REQUIRED TASK: Identify every line in the rows below that contains the string "terrain", and copy each such line in full.

Excerpts of location labeling data:
********************

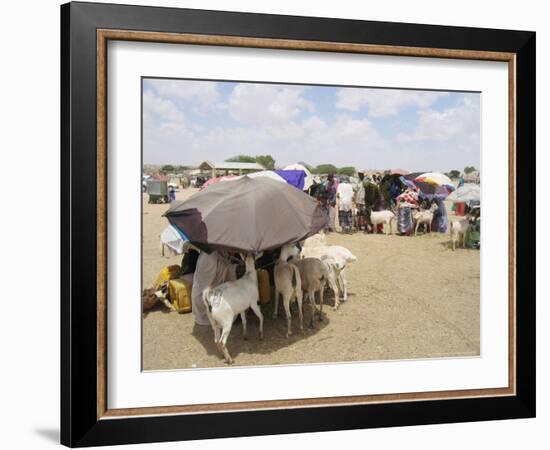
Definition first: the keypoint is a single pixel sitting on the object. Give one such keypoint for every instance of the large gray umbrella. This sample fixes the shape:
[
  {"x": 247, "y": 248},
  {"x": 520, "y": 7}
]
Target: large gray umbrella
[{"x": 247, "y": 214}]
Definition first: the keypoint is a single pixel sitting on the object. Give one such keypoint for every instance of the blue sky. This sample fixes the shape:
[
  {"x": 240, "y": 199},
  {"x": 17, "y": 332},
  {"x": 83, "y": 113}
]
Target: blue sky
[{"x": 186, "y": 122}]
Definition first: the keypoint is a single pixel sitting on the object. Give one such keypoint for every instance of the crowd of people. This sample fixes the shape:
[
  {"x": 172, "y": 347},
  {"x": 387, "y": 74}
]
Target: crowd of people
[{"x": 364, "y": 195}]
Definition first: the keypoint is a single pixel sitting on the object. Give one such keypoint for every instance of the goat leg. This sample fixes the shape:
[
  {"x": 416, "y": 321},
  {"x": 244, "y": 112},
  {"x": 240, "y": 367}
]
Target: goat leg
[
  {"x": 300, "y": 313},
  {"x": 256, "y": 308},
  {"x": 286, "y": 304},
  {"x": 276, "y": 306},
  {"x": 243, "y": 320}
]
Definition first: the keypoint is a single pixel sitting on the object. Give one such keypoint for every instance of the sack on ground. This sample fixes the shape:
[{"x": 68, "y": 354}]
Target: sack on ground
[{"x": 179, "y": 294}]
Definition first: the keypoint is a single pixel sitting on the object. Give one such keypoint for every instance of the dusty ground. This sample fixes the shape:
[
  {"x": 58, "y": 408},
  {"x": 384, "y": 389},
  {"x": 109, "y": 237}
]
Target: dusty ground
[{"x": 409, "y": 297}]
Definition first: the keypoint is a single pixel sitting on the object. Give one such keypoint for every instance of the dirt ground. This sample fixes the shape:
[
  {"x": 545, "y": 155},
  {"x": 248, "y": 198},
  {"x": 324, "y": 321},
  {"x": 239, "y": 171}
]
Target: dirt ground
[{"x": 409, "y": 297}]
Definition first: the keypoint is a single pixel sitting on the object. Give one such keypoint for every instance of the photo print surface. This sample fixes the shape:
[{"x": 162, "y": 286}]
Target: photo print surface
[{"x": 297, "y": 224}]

********************

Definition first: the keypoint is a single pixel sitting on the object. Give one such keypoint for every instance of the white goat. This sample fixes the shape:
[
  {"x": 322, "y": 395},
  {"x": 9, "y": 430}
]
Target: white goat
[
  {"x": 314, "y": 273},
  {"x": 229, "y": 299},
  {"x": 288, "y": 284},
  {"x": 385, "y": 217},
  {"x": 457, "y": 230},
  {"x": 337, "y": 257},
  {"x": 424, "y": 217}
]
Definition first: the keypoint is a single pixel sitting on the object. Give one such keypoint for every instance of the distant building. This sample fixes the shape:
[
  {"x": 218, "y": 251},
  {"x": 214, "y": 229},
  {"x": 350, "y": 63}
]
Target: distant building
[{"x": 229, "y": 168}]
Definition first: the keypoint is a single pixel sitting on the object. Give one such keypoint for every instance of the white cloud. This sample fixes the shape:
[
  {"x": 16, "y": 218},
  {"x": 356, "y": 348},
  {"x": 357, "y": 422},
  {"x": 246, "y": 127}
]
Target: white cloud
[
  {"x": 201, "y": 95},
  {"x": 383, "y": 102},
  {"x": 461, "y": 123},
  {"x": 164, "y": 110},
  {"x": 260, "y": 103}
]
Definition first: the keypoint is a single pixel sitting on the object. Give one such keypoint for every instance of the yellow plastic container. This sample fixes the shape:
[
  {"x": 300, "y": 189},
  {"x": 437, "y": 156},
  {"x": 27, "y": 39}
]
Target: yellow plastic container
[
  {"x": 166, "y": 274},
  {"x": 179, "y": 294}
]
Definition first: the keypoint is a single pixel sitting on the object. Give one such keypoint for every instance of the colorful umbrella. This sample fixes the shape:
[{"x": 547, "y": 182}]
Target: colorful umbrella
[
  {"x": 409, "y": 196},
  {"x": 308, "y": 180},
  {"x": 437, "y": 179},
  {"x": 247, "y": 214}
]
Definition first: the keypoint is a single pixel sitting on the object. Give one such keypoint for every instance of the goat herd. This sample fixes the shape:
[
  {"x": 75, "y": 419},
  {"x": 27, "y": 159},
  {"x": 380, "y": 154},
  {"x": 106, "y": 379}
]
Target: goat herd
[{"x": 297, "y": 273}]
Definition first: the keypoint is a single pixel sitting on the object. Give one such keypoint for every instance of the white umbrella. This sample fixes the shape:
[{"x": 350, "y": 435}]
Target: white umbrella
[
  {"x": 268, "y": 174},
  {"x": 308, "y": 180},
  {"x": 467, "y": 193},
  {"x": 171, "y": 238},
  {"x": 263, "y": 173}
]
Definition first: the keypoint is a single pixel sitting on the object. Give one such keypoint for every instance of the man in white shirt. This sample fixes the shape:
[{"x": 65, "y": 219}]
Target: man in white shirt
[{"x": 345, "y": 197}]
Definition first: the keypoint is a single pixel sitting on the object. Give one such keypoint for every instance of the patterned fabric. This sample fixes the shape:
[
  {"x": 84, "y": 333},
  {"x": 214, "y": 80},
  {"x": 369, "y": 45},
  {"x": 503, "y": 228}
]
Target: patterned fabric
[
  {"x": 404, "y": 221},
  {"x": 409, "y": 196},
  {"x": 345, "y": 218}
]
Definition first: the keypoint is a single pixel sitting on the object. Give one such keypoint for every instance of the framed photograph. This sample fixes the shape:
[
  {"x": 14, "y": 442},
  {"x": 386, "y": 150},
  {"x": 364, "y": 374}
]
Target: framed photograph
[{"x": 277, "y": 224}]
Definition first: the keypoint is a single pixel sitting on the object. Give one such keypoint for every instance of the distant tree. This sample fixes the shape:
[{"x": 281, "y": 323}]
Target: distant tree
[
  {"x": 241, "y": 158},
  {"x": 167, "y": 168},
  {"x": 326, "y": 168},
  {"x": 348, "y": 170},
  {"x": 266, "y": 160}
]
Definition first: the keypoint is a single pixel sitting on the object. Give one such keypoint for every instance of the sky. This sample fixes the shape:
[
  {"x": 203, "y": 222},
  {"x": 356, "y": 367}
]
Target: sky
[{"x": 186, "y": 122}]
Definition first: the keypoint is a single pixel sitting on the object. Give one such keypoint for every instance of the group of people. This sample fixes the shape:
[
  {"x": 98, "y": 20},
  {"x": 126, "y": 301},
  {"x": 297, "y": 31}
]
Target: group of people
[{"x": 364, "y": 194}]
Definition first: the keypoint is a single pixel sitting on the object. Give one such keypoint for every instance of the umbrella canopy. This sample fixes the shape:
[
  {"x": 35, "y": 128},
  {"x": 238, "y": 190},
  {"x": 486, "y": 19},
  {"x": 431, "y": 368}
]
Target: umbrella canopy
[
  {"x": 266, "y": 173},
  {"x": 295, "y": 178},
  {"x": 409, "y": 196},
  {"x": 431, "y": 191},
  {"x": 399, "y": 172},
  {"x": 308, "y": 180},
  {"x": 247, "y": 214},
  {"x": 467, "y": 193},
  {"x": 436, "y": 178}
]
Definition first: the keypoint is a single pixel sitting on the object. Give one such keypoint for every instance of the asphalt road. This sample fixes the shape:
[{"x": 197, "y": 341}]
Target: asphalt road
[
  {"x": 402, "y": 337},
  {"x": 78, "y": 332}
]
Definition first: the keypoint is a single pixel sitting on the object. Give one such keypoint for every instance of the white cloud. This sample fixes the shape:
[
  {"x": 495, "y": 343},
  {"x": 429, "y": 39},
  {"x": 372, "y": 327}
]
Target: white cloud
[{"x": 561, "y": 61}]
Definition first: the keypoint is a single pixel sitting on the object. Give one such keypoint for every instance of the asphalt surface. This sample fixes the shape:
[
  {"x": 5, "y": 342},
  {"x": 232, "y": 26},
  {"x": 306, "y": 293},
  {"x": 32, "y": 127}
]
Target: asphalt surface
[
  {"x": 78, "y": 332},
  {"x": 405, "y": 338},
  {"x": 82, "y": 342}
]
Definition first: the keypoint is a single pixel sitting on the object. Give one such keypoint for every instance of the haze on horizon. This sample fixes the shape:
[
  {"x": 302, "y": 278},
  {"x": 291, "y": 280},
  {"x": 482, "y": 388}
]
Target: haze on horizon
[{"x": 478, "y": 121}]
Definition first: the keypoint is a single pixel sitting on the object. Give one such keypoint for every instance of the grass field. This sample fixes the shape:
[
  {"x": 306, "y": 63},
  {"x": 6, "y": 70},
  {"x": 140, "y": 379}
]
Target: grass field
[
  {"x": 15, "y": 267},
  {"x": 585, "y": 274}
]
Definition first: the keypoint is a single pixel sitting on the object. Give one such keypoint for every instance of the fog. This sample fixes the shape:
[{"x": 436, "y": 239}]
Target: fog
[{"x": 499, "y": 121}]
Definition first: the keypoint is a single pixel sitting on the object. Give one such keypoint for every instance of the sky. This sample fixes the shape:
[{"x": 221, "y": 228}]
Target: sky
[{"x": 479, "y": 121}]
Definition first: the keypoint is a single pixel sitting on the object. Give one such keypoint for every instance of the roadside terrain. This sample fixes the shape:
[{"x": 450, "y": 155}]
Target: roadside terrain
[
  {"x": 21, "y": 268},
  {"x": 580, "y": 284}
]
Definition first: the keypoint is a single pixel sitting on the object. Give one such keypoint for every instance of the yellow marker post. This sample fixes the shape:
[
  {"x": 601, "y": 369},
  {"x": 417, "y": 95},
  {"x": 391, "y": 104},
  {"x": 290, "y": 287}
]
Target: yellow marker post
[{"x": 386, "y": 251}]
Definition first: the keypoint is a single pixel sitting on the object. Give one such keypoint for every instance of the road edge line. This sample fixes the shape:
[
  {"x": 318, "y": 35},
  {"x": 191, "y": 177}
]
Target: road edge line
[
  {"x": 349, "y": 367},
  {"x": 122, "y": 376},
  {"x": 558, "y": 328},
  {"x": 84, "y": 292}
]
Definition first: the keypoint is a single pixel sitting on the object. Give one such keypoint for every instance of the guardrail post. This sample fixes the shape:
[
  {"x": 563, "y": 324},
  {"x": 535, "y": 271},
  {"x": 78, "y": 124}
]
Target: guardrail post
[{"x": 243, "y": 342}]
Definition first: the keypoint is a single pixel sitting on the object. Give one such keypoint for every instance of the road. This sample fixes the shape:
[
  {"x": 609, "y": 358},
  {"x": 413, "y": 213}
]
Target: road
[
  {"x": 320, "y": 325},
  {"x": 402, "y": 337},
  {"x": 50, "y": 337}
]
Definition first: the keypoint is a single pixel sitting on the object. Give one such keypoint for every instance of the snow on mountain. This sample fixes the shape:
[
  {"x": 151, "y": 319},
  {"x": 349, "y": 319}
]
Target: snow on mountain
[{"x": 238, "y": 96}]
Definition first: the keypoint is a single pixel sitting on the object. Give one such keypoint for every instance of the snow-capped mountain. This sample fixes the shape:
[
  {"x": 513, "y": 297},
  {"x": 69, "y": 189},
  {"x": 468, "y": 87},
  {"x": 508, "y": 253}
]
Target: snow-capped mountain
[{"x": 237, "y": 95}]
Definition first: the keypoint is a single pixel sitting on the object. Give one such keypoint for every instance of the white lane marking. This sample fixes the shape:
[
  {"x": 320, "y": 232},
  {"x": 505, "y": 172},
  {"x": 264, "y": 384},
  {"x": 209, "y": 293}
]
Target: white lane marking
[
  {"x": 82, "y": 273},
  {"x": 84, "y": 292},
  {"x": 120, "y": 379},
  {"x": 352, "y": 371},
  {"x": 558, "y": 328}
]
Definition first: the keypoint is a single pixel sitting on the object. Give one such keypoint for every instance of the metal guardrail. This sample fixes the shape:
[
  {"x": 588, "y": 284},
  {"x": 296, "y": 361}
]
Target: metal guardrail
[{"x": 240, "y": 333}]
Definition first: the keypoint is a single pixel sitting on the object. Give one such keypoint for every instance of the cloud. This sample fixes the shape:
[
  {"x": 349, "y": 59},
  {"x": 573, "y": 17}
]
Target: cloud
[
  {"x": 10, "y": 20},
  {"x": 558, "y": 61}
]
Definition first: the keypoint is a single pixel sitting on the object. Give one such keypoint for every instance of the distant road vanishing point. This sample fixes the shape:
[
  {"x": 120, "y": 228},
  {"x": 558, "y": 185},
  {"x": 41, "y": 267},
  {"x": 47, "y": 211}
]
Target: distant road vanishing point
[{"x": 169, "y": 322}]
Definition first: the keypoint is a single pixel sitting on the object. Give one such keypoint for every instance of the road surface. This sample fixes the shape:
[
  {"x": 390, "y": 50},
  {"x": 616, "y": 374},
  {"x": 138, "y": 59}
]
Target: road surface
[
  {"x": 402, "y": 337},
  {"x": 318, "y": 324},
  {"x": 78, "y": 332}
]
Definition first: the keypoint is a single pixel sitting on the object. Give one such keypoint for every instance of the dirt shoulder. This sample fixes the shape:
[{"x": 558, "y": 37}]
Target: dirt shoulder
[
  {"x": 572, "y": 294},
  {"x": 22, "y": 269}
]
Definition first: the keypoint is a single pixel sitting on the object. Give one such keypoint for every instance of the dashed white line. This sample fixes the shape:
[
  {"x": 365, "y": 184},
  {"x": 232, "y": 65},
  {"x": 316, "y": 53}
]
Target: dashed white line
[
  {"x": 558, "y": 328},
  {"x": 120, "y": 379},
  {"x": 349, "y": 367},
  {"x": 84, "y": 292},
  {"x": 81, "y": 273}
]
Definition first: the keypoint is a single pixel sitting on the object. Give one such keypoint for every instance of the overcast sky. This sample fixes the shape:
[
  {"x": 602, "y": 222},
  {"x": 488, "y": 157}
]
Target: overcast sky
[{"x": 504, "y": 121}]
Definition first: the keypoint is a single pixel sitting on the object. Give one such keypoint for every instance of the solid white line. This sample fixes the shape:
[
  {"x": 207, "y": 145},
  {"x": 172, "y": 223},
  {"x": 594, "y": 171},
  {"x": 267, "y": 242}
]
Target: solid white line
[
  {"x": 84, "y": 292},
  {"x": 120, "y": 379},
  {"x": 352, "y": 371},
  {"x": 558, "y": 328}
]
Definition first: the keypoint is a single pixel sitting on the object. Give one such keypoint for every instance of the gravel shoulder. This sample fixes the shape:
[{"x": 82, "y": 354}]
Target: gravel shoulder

********************

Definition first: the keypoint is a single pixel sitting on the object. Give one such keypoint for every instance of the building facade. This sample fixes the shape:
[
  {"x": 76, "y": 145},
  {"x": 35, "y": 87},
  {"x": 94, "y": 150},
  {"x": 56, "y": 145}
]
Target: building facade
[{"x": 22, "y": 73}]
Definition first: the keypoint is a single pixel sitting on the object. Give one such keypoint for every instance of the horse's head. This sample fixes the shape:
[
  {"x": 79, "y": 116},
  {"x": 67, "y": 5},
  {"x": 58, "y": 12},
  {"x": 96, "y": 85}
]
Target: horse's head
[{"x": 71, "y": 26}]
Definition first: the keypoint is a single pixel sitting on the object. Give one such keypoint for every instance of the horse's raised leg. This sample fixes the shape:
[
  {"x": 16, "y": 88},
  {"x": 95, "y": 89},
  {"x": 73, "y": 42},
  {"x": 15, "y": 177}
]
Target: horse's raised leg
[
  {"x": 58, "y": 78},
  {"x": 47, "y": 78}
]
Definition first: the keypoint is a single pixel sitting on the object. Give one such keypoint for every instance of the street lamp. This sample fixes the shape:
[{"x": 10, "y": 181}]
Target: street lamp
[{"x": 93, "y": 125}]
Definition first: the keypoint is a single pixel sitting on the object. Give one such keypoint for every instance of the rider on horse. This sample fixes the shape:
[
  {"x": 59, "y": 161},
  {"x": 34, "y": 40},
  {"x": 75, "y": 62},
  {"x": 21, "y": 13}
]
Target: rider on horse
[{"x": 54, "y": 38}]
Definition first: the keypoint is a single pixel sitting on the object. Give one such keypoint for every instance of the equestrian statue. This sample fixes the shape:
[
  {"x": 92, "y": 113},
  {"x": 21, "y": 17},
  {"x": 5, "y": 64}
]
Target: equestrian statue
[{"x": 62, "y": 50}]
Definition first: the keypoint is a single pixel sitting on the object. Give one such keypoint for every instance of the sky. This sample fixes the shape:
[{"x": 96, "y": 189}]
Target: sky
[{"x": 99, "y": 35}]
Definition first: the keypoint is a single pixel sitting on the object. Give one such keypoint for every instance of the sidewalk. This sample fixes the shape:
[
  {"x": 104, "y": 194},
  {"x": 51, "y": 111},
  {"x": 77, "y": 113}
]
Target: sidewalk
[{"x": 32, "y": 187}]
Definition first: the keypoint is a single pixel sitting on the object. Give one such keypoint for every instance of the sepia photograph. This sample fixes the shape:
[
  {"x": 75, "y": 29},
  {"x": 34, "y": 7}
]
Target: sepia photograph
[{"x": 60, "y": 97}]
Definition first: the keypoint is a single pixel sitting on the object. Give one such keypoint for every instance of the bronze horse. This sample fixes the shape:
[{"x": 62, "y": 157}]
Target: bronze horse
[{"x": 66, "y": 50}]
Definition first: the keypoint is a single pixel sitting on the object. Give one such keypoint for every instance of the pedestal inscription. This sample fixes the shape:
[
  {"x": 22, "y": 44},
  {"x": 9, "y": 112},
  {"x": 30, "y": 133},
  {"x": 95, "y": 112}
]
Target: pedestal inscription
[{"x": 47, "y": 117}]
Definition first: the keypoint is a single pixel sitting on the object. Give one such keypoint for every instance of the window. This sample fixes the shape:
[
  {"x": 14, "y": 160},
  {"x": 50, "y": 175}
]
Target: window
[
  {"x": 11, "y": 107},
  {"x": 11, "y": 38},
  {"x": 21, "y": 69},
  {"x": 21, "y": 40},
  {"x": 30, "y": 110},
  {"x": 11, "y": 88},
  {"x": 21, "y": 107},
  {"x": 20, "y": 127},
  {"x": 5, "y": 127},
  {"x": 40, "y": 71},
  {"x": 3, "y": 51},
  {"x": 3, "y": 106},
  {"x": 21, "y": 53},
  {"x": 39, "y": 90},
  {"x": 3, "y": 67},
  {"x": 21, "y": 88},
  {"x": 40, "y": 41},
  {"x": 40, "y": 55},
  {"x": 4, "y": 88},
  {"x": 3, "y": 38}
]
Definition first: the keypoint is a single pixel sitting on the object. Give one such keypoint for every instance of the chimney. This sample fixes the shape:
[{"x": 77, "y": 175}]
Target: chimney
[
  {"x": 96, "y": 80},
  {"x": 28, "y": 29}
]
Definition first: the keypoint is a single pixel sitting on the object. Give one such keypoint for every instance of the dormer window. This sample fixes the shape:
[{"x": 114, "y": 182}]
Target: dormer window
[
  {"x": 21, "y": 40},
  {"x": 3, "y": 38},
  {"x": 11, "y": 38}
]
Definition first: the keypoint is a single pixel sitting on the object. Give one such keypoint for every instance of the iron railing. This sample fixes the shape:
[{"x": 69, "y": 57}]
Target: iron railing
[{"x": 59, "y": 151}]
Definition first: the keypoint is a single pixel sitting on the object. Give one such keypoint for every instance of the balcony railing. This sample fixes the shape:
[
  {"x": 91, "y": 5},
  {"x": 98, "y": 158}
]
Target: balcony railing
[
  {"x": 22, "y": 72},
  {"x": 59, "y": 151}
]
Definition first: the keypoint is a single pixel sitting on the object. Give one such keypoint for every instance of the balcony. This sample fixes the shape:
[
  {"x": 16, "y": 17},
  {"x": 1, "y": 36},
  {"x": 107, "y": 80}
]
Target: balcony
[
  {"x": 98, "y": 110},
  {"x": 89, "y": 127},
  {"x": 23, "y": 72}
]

********************

FINAL RESULT:
Definition first: the keypoint is a single pixel sitting on the object. Give one such keypoint for every instance of the roadside terrain. This sample fixes the shape:
Target: roadside terrain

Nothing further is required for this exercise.